**Required task**
Output every line below without omitting or altering anything.

%%

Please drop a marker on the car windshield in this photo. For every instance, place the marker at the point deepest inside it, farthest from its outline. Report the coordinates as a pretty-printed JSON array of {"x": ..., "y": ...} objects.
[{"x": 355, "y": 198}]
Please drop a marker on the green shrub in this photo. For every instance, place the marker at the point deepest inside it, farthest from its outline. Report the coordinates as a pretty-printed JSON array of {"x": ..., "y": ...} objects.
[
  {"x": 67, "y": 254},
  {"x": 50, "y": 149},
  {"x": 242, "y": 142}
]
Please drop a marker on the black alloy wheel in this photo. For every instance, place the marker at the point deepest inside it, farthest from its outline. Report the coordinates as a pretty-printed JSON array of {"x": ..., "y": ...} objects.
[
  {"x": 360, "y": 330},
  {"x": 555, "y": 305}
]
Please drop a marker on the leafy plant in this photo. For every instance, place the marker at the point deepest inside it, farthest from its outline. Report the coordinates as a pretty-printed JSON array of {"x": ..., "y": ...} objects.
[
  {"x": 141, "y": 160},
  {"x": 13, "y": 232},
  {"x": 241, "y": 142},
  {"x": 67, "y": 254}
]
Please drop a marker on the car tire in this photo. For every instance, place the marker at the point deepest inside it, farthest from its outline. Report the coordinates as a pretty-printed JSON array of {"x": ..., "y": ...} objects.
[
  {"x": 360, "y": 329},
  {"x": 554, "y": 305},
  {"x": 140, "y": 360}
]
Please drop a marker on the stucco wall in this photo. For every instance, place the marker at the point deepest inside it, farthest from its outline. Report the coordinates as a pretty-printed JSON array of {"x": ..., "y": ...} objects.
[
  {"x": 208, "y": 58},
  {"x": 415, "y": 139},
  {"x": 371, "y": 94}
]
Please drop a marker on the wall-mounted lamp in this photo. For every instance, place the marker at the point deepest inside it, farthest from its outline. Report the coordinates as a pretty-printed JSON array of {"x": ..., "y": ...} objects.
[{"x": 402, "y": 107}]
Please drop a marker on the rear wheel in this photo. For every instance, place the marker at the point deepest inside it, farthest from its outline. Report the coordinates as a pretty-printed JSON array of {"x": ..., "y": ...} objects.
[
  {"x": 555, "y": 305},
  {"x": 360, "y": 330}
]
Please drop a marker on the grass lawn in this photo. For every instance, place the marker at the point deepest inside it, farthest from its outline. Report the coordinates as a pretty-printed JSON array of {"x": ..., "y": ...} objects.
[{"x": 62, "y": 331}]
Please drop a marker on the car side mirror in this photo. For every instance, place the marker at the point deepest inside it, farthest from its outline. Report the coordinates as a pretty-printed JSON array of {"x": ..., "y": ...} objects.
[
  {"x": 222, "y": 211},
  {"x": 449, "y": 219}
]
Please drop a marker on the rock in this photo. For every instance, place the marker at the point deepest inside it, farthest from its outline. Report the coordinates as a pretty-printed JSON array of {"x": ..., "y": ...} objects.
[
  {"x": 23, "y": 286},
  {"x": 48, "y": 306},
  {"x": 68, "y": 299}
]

%%

**Written reply**
Please drop a marker on the car windshield in this photo. For every instance, place the marker at the point deepest inside it, farthest from its outline. Report the coordinates as a pretty-printed JSON array of {"x": ..., "y": ...} objects.
[{"x": 355, "y": 198}]
Please drop a marker on the green shrub in this photo. For every instance, place the marker at the point deepest inside it, farthest from its outline. Report the coordinates as a pretty-printed JSON array of {"x": ..., "y": ...} objects.
[
  {"x": 67, "y": 254},
  {"x": 50, "y": 149},
  {"x": 242, "y": 142}
]
Please drop a marker on the black alloy wheel in this photo. For every instance, place the marker at the point deepest inside it, farthest from its outline. Report the coordinates as a pretty-printed JSON array of {"x": ..., "y": ...} objects.
[
  {"x": 360, "y": 330},
  {"x": 555, "y": 305}
]
Please drop a marker on the leafy plant in this photo. For every instance, place the marker at the point deepest inside it, farthest from its outline. Report the coordinates as a pretty-printed JSON array of {"x": ..., "y": ...} objects.
[
  {"x": 141, "y": 160},
  {"x": 13, "y": 232},
  {"x": 241, "y": 142},
  {"x": 67, "y": 254}
]
Please drop a marker on the car tire in this photo. For every instance, place the marker at the point deepest inside it, farthest from its outline. Report the coordinates as a pretty-printed JSON array of {"x": ..., "y": ...} objects.
[
  {"x": 360, "y": 329},
  {"x": 554, "y": 305},
  {"x": 140, "y": 360}
]
Please drop a marker on the stucco wall in this photo. For every instance, place the marker at the point deepest inside it, farthest from its outline. Report the coordinates as a pretty-printed JSON array of {"x": ..., "y": ...} objects.
[
  {"x": 208, "y": 58},
  {"x": 415, "y": 139},
  {"x": 371, "y": 94}
]
Please drop a marker on the wall-mounted lamp in this photo. For every instance, place the marker at the point deepest inside it, farthest from its outline. Report the coordinates as a pretty-printed JSON array of {"x": ..., "y": ...} objects.
[{"x": 402, "y": 107}]
Please drop a marker on the rear wheel in this photo. For every instance, place the marker at the point deepest inside it, farthest from its outline. Report the coordinates as a pretty-printed JSON array of {"x": ..., "y": ...} objects.
[
  {"x": 555, "y": 305},
  {"x": 360, "y": 330}
]
Please drop a marker on the grass lawn in this photo. For every instance, place the marker at the point deepest inside it, farthest from its outline. Report the coordinates as a pretty-printed JSON array of {"x": ..., "y": ...} objects.
[{"x": 62, "y": 331}]
Please drop a marker on the car side mirror in this photo. For every instance, place the marker at the point deepest inside it, farthest from its outline. Report the coordinates as a pretty-printed JSON array of {"x": ..., "y": ...} objects.
[
  {"x": 222, "y": 211},
  {"x": 449, "y": 219}
]
Please drop a marker on the rock in this photo. For every instance, place the marker at the point deepest inside it, farthest from its outline. Report the coordinates as a pretty-printed JSON array of {"x": ..., "y": ...} objects.
[
  {"x": 23, "y": 286},
  {"x": 48, "y": 306},
  {"x": 68, "y": 299}
]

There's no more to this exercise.